# Exercise requirements
Turn the lines below into a numbered list, skipping any blank lines. Leave the pictures out of your answer.

Dataset excerpt:

-*-*-

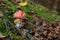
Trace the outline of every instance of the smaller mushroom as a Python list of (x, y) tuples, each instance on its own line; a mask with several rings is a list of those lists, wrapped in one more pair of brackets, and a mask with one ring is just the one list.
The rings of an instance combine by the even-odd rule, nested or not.
[(16, 27), (21, 28), (23, 26), (21, 19), (15, 19), (14, 23), (16, 24)]

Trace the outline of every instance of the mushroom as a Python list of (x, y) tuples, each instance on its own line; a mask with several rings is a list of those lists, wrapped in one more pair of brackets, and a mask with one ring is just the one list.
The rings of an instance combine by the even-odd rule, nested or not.
[(3, 36), (3, 35), (0, 33), (0, 39), (1, 39), (1, 38), (5, 38), (5, 36)]
[(18, 11), (14, 14), (14, 18), (24, 18), (25, 13), (23, 11)]

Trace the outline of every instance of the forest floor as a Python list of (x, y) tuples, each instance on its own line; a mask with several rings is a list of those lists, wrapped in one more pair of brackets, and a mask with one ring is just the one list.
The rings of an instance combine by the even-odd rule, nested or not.
[[(16, 28), (13, 22), (13, 14), (19, 10), (24, 11), (26, 15), (26, 18), (23, 19), (24, 26), (21, 29)], [(53, 34), (53, 28), (55, 33), (56, 29), (60, 30), (60, 15), (33, 0), (30, 0), (24, 7), (14, 1), (2, 0), (0, 1), (1, 13), (3, 17), (0, 15), (0, 33), (4, 36), (9, 35), (12, 40), (35, 40), (36, 35), (40, 35), (40, 38), (43, 39), (41, 34), (47, 30), (50, 31), (47, 34), (48, 37), (50, 33)]]

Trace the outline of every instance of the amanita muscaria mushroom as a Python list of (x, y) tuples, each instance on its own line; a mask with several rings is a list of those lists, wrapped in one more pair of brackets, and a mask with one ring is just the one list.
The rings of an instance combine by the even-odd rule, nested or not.
[(27, 1), (26, 2), (21, 2), (21, 3), (19, 3), (19, 5), (22, 6), (22, 7), (24, 7), (24, 6), (27, 5)]
[(0, 38), (5, 38), (5, 36), (3, 36), (3, 35), (0, 33)]
[(18, 11), (14, 14), (14, 18), (24, 18), (25, 13), (23, 11)]
[(21, 23), (22, 22), (22, 20), (21, 19), (15, 19), (14, 20), (14, 23), (16, 24), (16, 23)]

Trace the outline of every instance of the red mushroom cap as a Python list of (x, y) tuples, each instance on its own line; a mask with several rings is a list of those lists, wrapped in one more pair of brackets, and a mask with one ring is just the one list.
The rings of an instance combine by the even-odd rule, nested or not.
[(24, 18), (25, 13), (23, 11), (18, 11), (14, 14), (14, 18)]

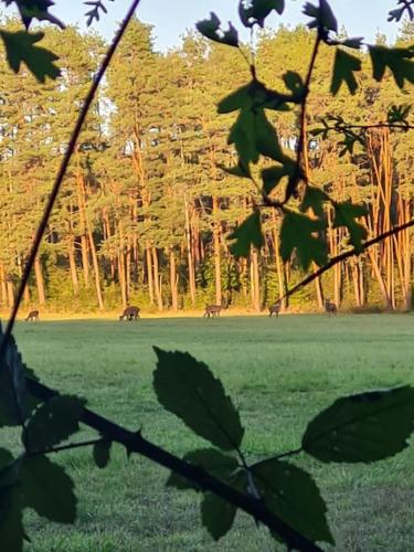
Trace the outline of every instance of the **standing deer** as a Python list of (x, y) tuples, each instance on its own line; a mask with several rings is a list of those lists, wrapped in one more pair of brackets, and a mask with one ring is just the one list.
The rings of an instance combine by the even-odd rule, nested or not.
[(280, 301), (276, 301), (274, 305), (270, 305), (268, 308), (269, 318), (272, 318), (272, 315), (275, 315), (276, 318), (278, 318), (280, 312), (280, 307), (282, 307)]
[(211, 315), (213, 318), (214, 317), (220, 318), (221, 309), (222, 309), (221, 305), (205, 305), (205, 311), (204, 311), (203, 317), (210, 318), (210, 315)]
[(28, 318), (25, 318), (26, 322), (35, 322), (39, 320), (39, 310), (31, 310), (28, 315)]
[(138, 320), (140, 308), (139, 307), (127, 307), (124, 312), (119, 316), (119, 320)]
[(336, 315), (338, 312), (338, 308), (335, 302), (329, 300), (329, 297), (323, 301), (325, 311), (330, 315)]

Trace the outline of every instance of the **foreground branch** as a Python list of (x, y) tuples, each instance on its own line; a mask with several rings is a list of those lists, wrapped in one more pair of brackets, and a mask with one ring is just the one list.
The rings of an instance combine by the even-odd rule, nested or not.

-*-*-

# Response to the exercise
1. Trace the outline of every instance of the smaller mushroom as a Python list of (x, y) tuples, each instance on its own line; a mask with several rings is a list of those lists, wrapped in one more pair of brackets, and a mask with one ring is just the one list.
2. The rings of an instance combine by the even-odd rule, nested or not.
3. [(16, 27), (21, 28), (23, 26), (21, 19), (15, 19), (14, 23), (16, 24)]
4. Trace the outline of every instance of the mushroom as a Python list of (x, y) tuples, each instance on its own line; a mask with several rings is a list of those lists, wrapped in one more pair of brackets, and a mask with one ring is just the one list.
5. The rings of an instance combine by the even-odd rule, nested or not.
6. [(3, 36), (3, 35), (0, 33), (0, 39), (1, 39), (1, 38), (5, 38), (5, 36)]
7. [(18, 11), (14, 14), (14, 18), (24, 18), (25, 13), (23, 11)]
8. Trace the outline of every instance of the forest floor as a Python list of (x, y) tuples, each instance on its own line; a mask with several rings is a list of those lists, wrapped in one more pair of brackets, and a mask with one ring is just the one list.
9. The rings of an instance combine by the even-odd rule, nested or not.
10. [[(16, 28), (13, 22), (13, 14), (19, 10), (24, 11), (26, 15), (26, 18), (23, 19), (24, 26), (21, 29)], [(53, 34), (53, 28), (55, 33), (56, 29), (60, 30), (60, 15), (33, 0), (30, 0), (24, 7), (14, 1), (2, 0), (0, 1), (1, 13), (3, 17), (0, 15), (0, 33), (4, 36), (9, 35), (12, 40), (35, 40), (36, 35), (40, 35), (40, 38), (43, 39), (41, 34), (47, 30), (50, 31), (47, 34), (48, 37), (50, 33)]]
11. Trace the outline of every instance of the amanita muscaria mushroom as a Python list of (x, y) tuples, each instance on its own line; a mask with several rings is a list of those lists, wrapped in one more pair of brackets, and a mask with one ring is just the one list.
12. The rings of an instance combine by the even-odd rule, nested or not.
13. [(27, 1), (26, 2), (21, 2), (21, 3), (19, 3), (19, 5), (22, 6), (22, 7), (24, 7), (24, 6), (27, 5)]
14. [(0, 38), (5, 38), (5, 36), (3, 36), (3, 35), (0, 33)]
15. [(18, 11), (14, 14), (14, 18), (24, 18), (25, 13), (23, 11)]
16. [(21, 23), (22, 22), (22, 20), (21, 19), (15, 19), (14, 20), (14, 23), (16, 24), (16, 23)]
17. Trace the outline of every instance of the red mushroom cap as a Python list of (x, y) tuples, each instance on its own line; a mask with several rings is a list of those lists, wrapped in one more pair of brackets, and a mask with one ring is just the one list.
18. The rings of an instance combine by the even-odd rule, nested or not.
19. [(24, 18), (25, 13), (23, 11), (18, 11), (14, 14), (14, 18)]
20. Trace the outline of every instance of the **standing deer** as a Python list of (x, y) tuples, each instance on its own line; a mask with several rings is a list of those lists, wrapped in one more pair of brackets, and a mask with one ring is just the one list.
21. The rings of an instance combine by the even-odd rule, nested or not.
22. [(280, 301), (276, 301), (274, 305), (270, 305), (268, 308), (269, 318), (272, 318), (272, 315), (275, 315), (276, 318), (278, 318), (280, 312), (280, 307), (282, 307)]
23. [(211, 315), (213, 318), (214, 317), (220, 318), (221, 309), (222, 309), (221, 305), (205, 305), (205, 311), (204, 311), (203, 317), (210, 318), (210, 315)]
24. [(28, 318), (25, 318), (26, 322), (35, 322), (39, 320), (39, 310), (31, 310), (28, 315)]
25. [(138, 320), (140, 308), (139, 307), (127, 307), (124, 312), (119, 316), (119, 320)]
26. [(336, 315), (338, 312), (338, 308), (335, 302), (329, 300), (329, 297), (323, 301), (325, 311), (330, 315)]
27. Trace the outline of every instance of the **foreground branch** as a Python list of (x, y) tuples, each instance on its own line; a mask with several rings is a list of those lists, wrapped in one more pair of brackets, and a mask with one ring is just the one list.
28. The rings of an instance combine by the even-odd rule, nested or not.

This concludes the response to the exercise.